The results in Tables 2 and 3 suggest that the Wisconsin experiment boosted rates of economic growth. Prior to 2011, economic growth in Wisconsin’s border counties was on par with those in Minnesota and lagged that in Illinois. After 2010, economic output in Wisconsin counties that border Illinois grew more than 1 percent a year more rapidly than in the counties to the south. We see weaker evidence of superior performance among Wisconsin counties on the Minnesota border. However, there is no evidence that the Wisconsin experiment produced worse economic performance. All the evidence points in the opposite direction.

The results in this section are not surprising. Prior research shows that state-level economic freedom rankings are strongly correlated with a wide range of measures of economic vitality. States with higher levels of economic freedom have lower unemployment rates and higher labor force participation ratios,25 more rapid employment growth,26 and more startup activity,27 and they attract more foreign direct investment.28

The Wisconsin experiment and interstate migration

Interstate migration is a useful barometer of a state’s economic health. Americans have the freedom to “vote with their feet” by moving to jurisdictions that offer a more desirable mix of opportunities and amenities. Locational amenities such as climate and geography are static while public policy is not. State economic, political and fiscal policies significantly impact economic growth and job creation and can thereby alter patterns of interstate migration.

Migration patterns provide insight as to whether the Wisconsin experiment made the state more attractive to economic migrants. Illinois and Minnesota again provide useful benchmarks. If the Wisconsin experiment produced greater economic opportunity relative to the progressive model, we would expect to observe greater in-migration and less out-migration in Wisconsin relative to these two neighboring states.

Interstate migration can enhance a state’s fiscal health and economic vitality. Skilled workers relocating from other states can alleviate localized labor shortages, something particularly important in a state like Wisconsin with slow domestic labor force growth. High-income individuals of working age often possess valuable managerial, entrepreneurial and technical skills and raise the level of human capital in a state or locality. In-migration of high-income taxpayers improves a state’s fiscal balances. High-income earners generally pay more in taxes than the cost of the services that they consume.

Research on economic freedom and interstate migration shows that Americans tend to move from low- to higher-freedom states and metropolitan areas.29 A related and larger literature concerns taxes and interstate migration. Research shows that Americans tend to move from high- to low-tax states,30 that the migration propensity of higher-income households is more sensitive to tax policy than that of middle- and lower-income households,31 and that the interstate migration propensity of high-income households has become more sensitive to tax rates due to the rise of remote work arrangements following the COVID pandemic.32

I use interstate migration data from the Internal Revenue Service.33 For each state, the IRS compiles aggregate statistics on the number of returns filed by taxpayers moving into and out of that state between tax years, the number of individuals listed on the returns, and their total adjusted gross income (AGI).34 The IRS data allows for the examination of the number of movers and the economic and fiscal impact of interstate migration. IRS data on interstate migration by age and income is available from tax year 2012 through tax year 2023.35 Less granular data on interstate migration is available for earlier years.

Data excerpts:
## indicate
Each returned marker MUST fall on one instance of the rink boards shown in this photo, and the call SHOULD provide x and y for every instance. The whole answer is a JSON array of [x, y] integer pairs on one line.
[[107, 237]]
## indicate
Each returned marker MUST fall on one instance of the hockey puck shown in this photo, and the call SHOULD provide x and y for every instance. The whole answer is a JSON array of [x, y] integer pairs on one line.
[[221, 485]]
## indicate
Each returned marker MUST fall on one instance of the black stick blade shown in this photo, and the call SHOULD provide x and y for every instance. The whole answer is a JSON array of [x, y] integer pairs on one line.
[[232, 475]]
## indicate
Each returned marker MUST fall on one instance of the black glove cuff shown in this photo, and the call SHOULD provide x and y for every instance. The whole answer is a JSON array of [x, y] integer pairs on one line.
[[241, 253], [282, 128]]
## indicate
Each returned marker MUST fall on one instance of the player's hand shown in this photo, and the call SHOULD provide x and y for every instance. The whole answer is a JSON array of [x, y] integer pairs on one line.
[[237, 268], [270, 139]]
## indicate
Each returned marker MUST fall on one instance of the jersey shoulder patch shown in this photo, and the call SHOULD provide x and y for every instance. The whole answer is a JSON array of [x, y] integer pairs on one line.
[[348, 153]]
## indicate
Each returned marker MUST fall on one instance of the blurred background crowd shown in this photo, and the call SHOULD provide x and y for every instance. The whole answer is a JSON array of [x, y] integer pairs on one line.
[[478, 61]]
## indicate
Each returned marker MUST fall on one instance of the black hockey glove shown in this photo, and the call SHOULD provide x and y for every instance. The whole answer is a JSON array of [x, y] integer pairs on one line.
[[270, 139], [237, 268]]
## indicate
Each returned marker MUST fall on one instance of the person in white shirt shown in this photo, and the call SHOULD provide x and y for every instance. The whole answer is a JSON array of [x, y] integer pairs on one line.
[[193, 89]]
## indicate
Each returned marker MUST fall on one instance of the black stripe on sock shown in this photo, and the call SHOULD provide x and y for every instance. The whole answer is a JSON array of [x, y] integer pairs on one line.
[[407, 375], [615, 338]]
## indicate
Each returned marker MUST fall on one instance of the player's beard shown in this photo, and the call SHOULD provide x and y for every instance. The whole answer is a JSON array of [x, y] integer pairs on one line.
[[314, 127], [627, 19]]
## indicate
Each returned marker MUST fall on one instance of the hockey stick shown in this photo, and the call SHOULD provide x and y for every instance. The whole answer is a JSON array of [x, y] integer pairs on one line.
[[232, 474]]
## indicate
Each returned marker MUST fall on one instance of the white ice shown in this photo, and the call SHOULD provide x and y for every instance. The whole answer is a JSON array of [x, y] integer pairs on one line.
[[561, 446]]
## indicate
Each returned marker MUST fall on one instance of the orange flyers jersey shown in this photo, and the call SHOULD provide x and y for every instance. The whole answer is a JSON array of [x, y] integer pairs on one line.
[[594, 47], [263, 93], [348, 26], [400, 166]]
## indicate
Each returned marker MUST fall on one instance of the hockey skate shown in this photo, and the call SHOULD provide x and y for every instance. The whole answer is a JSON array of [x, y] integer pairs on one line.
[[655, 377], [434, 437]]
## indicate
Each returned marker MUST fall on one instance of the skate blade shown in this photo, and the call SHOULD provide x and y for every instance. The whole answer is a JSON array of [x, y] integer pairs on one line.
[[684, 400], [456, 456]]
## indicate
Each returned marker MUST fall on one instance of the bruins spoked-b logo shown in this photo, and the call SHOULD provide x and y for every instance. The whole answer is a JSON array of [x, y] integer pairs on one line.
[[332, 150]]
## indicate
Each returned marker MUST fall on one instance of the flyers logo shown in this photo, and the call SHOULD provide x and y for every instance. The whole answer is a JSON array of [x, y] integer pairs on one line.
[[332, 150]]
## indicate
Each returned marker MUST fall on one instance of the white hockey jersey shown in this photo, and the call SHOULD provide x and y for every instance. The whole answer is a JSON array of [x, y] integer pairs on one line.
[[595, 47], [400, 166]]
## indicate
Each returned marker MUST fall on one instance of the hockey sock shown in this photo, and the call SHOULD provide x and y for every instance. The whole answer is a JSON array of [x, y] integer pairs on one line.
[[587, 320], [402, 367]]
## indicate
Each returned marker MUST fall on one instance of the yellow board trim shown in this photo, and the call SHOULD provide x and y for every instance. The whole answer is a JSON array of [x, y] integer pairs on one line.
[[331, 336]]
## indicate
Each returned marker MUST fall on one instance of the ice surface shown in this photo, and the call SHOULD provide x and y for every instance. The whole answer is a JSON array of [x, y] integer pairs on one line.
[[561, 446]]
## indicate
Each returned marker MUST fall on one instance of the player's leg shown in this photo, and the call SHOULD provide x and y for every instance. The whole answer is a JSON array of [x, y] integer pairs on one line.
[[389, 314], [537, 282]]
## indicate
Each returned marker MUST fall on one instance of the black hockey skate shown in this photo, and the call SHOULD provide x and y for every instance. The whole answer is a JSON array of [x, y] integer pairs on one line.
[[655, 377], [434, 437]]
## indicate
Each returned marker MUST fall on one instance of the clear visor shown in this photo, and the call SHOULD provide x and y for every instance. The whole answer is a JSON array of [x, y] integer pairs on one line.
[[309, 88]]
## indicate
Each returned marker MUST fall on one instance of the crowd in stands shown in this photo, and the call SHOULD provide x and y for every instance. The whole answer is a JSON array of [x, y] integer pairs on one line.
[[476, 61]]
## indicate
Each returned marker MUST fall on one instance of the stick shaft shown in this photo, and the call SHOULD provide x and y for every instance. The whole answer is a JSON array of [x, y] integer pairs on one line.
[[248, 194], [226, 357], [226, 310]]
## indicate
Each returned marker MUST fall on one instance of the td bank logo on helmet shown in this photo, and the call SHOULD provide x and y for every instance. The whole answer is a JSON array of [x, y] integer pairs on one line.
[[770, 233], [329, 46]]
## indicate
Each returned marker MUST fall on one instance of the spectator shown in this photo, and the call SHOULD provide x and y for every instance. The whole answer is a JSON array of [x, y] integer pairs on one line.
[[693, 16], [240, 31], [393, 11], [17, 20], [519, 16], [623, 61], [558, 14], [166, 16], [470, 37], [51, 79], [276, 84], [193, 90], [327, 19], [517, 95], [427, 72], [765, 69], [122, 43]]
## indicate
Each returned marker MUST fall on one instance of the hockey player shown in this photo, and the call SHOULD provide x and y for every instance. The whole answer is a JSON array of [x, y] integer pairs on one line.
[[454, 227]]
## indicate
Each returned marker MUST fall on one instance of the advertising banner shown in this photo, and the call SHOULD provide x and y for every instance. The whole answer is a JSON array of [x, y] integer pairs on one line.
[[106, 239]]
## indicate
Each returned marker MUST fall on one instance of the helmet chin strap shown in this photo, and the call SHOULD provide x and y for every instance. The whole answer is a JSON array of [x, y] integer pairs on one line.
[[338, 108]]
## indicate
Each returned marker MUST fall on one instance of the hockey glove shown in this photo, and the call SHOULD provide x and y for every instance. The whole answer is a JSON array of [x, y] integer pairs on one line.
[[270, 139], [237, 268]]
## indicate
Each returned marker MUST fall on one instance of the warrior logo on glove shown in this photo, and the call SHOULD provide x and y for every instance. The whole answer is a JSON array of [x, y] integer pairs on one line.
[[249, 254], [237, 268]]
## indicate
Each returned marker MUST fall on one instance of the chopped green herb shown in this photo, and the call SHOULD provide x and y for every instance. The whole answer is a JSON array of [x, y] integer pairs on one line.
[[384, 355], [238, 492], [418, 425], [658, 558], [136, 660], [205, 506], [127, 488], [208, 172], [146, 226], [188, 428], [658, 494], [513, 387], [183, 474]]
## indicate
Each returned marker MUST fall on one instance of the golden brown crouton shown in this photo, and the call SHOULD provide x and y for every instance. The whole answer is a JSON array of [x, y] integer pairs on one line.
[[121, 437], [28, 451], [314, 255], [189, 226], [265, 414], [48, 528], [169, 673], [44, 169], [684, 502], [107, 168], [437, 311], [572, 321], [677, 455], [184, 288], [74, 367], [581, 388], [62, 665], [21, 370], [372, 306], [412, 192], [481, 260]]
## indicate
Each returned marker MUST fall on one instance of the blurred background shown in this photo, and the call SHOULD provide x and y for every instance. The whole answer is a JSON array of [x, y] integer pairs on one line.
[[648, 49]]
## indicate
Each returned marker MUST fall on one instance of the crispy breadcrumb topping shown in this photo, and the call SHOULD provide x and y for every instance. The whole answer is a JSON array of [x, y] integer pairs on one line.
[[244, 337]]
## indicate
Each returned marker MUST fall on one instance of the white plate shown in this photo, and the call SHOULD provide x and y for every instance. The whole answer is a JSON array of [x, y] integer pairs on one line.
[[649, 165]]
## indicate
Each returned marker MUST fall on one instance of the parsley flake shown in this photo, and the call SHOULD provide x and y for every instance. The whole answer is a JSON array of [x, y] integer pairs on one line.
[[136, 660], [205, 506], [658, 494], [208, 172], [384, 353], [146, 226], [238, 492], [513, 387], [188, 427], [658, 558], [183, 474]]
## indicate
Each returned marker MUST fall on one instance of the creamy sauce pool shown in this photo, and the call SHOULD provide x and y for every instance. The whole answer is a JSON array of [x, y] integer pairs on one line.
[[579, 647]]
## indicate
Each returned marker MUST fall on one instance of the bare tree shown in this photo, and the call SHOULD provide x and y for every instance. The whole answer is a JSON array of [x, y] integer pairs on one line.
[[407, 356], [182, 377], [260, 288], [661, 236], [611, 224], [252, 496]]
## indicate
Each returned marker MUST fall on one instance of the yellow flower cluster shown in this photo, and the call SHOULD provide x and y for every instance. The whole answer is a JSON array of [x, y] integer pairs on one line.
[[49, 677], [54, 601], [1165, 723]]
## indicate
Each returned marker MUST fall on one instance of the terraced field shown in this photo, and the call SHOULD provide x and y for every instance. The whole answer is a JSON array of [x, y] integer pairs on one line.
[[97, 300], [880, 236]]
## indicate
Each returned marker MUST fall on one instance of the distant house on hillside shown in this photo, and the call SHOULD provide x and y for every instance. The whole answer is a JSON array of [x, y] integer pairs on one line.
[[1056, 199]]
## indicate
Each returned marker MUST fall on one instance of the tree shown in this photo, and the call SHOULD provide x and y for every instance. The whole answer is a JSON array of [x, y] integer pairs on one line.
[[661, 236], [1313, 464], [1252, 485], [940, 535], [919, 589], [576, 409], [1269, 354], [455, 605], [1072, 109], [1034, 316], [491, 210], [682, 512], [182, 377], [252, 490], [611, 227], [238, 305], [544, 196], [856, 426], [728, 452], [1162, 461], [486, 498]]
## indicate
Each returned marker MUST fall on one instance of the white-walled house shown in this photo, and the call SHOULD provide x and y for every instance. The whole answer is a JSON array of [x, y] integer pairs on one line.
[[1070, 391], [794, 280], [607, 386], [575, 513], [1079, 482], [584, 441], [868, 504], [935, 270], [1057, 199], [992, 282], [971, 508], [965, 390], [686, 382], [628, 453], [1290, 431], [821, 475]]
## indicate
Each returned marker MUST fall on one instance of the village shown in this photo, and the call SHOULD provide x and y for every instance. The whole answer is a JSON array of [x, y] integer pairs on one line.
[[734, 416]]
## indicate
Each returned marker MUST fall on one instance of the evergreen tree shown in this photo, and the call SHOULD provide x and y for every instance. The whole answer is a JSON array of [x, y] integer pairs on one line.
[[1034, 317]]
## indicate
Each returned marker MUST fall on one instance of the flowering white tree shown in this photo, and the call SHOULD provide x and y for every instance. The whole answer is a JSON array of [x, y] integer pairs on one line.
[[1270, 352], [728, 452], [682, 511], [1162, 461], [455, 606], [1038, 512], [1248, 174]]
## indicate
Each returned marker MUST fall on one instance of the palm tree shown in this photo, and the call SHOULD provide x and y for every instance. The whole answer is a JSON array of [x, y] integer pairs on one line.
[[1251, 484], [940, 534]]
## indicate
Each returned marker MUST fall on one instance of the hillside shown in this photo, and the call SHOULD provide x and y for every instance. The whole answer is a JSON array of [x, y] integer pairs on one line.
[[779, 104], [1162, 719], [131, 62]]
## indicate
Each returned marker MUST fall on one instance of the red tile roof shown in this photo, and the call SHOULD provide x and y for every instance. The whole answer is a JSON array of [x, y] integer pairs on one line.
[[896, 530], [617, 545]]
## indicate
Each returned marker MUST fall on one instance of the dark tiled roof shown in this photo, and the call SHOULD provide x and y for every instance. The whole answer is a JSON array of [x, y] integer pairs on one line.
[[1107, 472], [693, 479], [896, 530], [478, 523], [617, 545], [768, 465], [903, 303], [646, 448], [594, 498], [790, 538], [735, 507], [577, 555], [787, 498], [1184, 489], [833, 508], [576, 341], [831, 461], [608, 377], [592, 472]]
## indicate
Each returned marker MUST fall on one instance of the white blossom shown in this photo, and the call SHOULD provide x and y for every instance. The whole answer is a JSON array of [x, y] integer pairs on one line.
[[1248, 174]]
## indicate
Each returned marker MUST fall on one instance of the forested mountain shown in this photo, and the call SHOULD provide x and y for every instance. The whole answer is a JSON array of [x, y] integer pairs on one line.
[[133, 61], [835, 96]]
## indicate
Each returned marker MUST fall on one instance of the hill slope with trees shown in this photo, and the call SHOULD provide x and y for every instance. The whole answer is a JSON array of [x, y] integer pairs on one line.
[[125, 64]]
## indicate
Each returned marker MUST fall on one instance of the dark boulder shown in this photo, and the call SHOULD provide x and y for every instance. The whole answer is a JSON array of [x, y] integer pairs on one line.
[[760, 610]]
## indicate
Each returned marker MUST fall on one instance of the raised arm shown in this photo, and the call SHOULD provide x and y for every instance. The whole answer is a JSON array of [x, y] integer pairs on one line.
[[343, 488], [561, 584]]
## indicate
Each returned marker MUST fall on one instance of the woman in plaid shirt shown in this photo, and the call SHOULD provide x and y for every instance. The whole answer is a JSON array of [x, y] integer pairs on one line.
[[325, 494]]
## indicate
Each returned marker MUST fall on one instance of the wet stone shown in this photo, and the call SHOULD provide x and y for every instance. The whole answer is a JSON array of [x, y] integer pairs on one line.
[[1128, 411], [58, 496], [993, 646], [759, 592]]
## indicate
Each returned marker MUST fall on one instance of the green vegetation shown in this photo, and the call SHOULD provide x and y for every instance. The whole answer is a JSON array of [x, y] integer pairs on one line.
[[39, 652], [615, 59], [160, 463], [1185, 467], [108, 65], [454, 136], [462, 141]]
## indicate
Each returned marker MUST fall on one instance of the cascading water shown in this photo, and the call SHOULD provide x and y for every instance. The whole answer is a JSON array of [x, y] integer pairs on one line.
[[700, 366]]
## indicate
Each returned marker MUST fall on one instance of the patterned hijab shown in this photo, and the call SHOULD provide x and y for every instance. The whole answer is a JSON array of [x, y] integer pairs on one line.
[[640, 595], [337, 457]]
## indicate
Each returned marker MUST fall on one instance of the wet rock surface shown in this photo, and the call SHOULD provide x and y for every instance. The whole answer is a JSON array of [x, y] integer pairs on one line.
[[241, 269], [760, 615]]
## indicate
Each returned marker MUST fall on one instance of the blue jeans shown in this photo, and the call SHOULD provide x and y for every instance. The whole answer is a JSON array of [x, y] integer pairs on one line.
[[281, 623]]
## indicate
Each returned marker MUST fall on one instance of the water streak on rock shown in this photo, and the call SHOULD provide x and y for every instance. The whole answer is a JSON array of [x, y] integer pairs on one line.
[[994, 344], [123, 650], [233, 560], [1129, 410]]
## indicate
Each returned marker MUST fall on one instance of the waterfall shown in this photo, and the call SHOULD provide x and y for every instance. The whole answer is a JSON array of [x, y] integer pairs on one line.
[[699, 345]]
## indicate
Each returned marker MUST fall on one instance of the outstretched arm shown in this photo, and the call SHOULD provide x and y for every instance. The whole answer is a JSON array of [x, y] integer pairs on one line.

BRIEF:
Please list every outcome that the passage on the Wisconsin experiment says states with higher levels of economic freedom have or attract. None of these lines are needed for the work.

WRITTEN RESPONSE:
- Lower unemployment rates
- Higher labor force participation ratios
- More rapid employment growth
- More startup activity
- More foreign direct investment